TASK REQUIREMENTS:
Can you print, unchanged, the part of the items below that opens with the line containing "# test: point to the man's face, one" and closes with the end of the items?

## Start RECORDS PROVIDED

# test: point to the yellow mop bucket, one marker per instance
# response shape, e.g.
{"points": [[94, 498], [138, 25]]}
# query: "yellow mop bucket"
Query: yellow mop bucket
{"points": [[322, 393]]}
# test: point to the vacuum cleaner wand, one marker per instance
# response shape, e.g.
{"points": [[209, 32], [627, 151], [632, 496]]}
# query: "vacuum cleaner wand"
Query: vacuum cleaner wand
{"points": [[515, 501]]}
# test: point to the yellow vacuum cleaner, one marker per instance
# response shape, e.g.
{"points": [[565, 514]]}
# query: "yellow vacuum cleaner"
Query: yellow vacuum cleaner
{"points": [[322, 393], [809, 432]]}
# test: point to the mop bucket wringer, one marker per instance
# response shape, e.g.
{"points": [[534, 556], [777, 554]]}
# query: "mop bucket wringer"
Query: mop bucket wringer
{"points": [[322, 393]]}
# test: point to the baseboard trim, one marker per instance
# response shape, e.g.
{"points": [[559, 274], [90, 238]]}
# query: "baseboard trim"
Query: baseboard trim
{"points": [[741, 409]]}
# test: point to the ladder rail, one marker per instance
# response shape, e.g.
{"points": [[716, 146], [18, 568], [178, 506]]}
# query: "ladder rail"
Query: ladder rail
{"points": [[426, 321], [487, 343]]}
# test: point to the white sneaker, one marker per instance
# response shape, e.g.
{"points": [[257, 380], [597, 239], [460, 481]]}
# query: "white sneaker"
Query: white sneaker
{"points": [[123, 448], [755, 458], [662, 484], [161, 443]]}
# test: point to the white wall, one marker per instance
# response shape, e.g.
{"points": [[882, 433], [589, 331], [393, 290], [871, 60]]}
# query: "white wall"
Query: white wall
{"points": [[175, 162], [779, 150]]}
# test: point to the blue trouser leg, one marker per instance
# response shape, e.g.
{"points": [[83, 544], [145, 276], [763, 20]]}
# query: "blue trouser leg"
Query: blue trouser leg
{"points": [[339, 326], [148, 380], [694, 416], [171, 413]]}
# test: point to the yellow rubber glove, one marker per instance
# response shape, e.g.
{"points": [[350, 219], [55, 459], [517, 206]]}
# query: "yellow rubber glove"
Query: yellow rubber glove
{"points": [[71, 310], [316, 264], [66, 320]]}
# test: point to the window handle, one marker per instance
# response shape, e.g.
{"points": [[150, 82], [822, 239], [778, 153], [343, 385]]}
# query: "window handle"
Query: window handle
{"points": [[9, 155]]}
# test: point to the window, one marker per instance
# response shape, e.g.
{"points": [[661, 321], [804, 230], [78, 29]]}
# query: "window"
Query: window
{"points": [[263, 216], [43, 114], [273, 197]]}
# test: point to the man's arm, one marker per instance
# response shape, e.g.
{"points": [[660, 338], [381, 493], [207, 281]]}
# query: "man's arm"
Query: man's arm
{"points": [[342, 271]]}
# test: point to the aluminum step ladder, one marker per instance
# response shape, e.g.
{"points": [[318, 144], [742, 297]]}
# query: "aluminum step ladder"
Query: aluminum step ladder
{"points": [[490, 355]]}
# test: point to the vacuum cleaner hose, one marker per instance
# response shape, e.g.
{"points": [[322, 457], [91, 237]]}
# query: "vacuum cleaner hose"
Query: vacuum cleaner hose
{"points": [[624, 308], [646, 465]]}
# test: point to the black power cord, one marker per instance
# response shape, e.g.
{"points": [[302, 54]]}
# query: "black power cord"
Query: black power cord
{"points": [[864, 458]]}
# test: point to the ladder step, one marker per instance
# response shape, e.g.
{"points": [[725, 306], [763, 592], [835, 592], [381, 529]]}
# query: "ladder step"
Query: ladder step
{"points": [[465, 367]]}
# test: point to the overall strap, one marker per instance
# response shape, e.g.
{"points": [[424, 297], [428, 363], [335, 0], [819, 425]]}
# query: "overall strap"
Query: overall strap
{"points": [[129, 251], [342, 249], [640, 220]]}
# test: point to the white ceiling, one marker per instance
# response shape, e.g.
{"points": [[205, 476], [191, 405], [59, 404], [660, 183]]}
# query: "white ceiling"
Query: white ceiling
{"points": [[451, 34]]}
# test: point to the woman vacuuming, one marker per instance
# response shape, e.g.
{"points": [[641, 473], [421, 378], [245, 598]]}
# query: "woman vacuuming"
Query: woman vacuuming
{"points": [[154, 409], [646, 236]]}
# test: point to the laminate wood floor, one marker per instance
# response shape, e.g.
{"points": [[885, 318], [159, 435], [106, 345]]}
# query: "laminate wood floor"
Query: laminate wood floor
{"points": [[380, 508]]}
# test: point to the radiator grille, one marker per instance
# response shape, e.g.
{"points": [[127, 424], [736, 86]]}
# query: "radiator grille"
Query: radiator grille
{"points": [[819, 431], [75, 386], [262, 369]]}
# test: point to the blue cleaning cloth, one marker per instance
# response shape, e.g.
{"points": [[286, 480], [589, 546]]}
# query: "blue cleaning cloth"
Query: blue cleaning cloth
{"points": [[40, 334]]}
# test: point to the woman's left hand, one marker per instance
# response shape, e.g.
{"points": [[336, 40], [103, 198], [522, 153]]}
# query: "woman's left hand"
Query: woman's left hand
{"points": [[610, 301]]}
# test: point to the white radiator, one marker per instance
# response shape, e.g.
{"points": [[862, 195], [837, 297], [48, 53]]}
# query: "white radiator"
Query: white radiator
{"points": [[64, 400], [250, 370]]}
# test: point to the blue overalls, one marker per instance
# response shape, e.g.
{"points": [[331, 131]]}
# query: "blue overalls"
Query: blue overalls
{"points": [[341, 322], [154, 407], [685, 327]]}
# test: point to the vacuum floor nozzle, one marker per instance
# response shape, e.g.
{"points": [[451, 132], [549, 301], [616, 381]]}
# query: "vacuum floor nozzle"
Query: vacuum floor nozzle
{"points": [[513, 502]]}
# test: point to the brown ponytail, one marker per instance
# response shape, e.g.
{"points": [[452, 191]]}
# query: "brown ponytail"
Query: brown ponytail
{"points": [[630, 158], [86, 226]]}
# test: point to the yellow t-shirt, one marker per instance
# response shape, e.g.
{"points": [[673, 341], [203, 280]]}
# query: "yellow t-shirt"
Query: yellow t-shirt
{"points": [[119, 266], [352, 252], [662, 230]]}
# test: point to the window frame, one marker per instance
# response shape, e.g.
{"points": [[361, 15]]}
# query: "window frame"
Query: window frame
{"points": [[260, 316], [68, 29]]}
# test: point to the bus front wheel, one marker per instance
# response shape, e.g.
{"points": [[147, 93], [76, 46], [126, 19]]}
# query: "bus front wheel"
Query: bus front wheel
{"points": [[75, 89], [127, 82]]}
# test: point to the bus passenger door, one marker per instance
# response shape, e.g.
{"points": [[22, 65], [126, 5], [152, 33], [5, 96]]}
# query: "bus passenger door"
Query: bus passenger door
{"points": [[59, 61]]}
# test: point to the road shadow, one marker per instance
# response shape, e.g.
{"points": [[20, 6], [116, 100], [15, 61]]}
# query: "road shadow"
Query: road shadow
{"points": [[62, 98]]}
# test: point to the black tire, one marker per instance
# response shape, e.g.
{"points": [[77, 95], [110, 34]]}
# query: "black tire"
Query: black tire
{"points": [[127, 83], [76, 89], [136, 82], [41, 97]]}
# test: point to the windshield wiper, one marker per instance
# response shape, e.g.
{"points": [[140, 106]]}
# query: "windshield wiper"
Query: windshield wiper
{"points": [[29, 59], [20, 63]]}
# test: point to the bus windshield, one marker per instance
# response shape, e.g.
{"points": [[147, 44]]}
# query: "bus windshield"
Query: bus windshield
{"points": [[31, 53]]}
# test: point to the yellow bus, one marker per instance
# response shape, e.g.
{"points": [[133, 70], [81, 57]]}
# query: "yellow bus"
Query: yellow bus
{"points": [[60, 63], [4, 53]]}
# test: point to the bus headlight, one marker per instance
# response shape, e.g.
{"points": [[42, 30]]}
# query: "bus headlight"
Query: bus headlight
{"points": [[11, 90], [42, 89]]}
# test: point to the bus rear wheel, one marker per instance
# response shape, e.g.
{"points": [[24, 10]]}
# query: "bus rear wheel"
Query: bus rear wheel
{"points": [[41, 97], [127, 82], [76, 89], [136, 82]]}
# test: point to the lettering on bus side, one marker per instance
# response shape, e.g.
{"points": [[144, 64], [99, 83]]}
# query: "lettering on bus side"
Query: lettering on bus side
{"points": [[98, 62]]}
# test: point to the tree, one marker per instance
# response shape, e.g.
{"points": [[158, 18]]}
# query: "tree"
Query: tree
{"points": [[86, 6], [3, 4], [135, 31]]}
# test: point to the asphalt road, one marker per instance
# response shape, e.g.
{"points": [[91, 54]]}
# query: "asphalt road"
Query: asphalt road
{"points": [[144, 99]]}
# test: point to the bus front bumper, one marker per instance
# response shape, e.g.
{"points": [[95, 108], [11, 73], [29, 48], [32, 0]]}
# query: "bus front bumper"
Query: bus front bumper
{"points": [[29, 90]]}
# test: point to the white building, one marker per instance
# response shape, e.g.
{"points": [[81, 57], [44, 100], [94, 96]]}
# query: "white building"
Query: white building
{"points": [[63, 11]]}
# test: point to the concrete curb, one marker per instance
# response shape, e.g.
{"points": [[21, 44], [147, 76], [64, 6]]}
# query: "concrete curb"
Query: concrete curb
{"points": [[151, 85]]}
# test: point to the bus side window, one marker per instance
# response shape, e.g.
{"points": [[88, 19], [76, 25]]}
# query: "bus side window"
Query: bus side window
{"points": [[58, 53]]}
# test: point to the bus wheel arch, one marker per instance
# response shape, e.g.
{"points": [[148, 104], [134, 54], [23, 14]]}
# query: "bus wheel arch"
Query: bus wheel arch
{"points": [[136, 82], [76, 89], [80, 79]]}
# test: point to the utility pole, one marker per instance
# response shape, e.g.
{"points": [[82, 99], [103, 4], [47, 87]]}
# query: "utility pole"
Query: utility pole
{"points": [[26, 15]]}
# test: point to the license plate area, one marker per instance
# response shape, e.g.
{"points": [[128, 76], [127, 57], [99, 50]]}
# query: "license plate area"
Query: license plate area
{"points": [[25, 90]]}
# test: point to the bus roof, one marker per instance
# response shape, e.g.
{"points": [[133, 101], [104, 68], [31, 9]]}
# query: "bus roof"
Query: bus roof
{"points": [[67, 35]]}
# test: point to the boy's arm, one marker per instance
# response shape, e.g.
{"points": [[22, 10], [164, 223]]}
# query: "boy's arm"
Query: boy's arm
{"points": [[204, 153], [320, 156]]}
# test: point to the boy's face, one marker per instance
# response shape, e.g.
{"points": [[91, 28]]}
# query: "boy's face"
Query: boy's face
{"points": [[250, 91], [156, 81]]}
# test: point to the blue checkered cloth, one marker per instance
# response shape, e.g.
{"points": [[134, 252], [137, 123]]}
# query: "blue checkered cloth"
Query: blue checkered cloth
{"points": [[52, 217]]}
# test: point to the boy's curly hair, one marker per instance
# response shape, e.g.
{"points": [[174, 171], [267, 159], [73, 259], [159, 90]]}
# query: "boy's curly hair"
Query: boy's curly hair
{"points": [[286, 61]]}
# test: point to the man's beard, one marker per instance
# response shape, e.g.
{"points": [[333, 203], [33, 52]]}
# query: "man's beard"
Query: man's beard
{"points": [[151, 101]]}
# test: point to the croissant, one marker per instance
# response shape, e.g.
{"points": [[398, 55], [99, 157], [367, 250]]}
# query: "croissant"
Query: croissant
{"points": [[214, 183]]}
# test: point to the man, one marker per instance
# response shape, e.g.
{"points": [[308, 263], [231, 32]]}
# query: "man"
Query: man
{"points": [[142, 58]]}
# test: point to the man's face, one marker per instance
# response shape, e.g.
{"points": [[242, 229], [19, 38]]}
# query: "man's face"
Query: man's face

## End RECORDS PROVIDED

RESPONSE:
# test: point to the man's face, one marker per instance
# response shape, e.g.
{"points": [[242, 229], [19, 38]]}
# query: "man's face"
Query: man's face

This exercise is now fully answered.